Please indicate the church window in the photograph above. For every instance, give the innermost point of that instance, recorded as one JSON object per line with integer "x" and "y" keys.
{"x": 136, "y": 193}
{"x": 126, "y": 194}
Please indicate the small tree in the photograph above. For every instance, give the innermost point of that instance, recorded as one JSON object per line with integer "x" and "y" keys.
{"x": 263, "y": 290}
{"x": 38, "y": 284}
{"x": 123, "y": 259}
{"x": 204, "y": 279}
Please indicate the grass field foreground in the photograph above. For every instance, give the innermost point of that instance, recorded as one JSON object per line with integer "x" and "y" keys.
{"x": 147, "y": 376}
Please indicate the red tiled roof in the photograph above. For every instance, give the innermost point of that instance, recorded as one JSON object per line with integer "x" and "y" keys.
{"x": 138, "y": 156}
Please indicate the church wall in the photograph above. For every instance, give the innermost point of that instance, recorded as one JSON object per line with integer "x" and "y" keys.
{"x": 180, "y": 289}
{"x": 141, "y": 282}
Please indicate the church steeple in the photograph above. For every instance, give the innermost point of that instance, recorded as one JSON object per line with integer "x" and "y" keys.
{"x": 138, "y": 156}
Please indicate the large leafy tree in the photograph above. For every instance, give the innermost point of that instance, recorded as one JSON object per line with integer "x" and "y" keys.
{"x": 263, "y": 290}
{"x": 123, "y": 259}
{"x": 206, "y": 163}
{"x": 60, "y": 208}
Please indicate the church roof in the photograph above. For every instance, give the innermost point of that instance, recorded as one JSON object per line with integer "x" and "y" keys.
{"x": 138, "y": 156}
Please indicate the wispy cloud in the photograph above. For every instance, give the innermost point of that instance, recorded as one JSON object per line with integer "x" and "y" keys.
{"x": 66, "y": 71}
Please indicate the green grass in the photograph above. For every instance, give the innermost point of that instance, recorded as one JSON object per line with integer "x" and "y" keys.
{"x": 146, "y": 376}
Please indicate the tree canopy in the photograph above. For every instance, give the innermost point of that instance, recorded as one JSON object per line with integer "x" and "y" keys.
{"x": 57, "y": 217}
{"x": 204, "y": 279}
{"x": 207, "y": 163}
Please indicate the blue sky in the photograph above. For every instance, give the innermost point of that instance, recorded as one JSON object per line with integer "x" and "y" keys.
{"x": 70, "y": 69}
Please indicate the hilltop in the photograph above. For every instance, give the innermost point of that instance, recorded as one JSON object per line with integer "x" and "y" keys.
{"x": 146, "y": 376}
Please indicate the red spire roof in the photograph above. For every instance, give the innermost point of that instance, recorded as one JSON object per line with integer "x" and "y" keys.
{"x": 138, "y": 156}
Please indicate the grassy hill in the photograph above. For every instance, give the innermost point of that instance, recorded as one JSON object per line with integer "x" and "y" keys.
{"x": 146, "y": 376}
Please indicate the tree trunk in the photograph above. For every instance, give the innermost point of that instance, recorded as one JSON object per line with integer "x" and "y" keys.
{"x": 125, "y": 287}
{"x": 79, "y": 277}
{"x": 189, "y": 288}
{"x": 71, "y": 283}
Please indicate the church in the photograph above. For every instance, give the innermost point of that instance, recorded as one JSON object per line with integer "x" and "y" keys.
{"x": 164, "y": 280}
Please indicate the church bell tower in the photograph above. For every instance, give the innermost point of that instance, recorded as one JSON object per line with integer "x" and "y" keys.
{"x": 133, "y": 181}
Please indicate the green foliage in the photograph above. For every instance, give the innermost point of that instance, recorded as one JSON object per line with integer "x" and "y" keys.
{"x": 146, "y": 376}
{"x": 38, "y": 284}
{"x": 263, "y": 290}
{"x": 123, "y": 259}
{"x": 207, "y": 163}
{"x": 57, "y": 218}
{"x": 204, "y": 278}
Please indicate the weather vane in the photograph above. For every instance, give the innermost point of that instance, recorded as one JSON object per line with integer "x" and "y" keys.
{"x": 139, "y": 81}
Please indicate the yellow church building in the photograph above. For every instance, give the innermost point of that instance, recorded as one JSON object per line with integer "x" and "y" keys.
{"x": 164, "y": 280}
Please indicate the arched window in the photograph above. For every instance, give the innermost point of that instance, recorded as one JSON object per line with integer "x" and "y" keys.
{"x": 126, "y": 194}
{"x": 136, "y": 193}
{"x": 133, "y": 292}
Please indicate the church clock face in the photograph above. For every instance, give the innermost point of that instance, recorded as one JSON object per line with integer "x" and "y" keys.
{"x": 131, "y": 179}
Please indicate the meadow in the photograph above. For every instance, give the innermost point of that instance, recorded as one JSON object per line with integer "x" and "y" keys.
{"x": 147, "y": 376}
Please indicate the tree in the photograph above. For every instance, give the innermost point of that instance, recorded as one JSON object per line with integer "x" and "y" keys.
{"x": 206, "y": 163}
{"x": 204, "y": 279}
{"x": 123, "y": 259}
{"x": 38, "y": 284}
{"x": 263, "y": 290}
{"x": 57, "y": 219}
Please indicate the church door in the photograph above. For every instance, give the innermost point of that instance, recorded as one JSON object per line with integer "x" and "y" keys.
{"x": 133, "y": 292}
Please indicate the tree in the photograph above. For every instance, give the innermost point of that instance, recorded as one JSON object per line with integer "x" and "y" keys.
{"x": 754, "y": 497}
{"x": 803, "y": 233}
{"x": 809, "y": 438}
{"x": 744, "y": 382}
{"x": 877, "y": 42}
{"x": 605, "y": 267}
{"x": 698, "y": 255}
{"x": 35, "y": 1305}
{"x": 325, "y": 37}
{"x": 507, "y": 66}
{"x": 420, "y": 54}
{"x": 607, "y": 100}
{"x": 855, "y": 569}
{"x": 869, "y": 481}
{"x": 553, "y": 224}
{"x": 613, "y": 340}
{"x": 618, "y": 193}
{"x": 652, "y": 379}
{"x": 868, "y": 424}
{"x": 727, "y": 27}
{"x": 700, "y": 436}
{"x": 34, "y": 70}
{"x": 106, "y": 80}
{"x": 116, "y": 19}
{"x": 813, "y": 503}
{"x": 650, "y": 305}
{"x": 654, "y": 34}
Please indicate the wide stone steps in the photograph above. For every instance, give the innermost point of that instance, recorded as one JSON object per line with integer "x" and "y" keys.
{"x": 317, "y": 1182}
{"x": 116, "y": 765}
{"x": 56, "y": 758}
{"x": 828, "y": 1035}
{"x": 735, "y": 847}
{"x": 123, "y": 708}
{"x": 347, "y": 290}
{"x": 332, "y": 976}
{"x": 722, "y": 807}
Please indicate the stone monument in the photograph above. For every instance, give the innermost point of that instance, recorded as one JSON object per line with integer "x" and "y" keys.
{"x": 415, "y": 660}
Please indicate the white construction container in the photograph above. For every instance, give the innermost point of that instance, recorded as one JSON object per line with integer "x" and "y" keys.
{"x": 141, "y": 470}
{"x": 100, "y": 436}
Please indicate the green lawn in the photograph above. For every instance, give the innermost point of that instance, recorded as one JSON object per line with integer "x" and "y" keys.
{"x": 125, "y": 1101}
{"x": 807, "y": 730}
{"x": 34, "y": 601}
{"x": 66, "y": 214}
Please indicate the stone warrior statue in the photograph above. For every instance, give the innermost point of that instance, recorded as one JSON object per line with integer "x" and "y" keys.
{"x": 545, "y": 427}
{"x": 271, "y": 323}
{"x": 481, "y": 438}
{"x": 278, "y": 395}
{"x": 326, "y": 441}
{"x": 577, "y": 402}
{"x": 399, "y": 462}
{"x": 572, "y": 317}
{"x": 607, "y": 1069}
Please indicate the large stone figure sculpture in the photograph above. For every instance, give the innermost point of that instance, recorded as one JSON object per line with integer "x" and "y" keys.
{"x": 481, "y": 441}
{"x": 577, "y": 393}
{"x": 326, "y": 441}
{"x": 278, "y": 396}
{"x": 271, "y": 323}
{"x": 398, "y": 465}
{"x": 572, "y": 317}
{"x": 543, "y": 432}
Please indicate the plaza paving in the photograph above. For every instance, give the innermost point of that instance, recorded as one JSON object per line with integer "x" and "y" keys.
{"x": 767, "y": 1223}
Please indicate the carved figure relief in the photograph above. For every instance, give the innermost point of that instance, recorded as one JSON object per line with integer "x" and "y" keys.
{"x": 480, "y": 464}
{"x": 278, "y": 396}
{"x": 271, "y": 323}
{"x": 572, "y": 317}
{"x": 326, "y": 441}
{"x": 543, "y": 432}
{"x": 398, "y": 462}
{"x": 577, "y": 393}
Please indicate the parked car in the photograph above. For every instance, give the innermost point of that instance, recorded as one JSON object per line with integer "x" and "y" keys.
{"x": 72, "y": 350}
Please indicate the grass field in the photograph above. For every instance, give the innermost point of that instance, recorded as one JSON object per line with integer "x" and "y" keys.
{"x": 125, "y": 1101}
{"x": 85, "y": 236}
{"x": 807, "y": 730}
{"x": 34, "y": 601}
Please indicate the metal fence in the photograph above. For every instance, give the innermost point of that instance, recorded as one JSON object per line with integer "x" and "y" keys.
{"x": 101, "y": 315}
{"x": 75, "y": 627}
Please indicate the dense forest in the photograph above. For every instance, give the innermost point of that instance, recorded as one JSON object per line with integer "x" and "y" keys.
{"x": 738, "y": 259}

◇ ◇ ◇

> [WHAT IS BEING ASKED]
Set down exactly, and only, the lines from the one containing "Please indicate the grass field in" through the final line of the entries above.

> [THE ANSWER]
Please indicate the grass field in the photograph above. For every instance, give the innermost point of that instance, recorded as one JSON object per line with integer "x" and "y" keys.
{"x": 125, "y": 1101}
{"x": 85, "y": 236}
{"x": 807, "y": 730}
{"x": 34, "y": 601}
Please indicate the metal fence in the photograph above. For every instance, give the innermost point of that instance, recorded as one JSON object per line with integer "x" and "y" keys.
{"x": 101, "y": 315}
{"x": 75, "y": 627}
Please indicate the dense forest in the photograph above. For every instance, give the innermost point of that instance, recorded as one JSON object per line with integer "x" and "y" keys.
{"x": 738, "y": 259}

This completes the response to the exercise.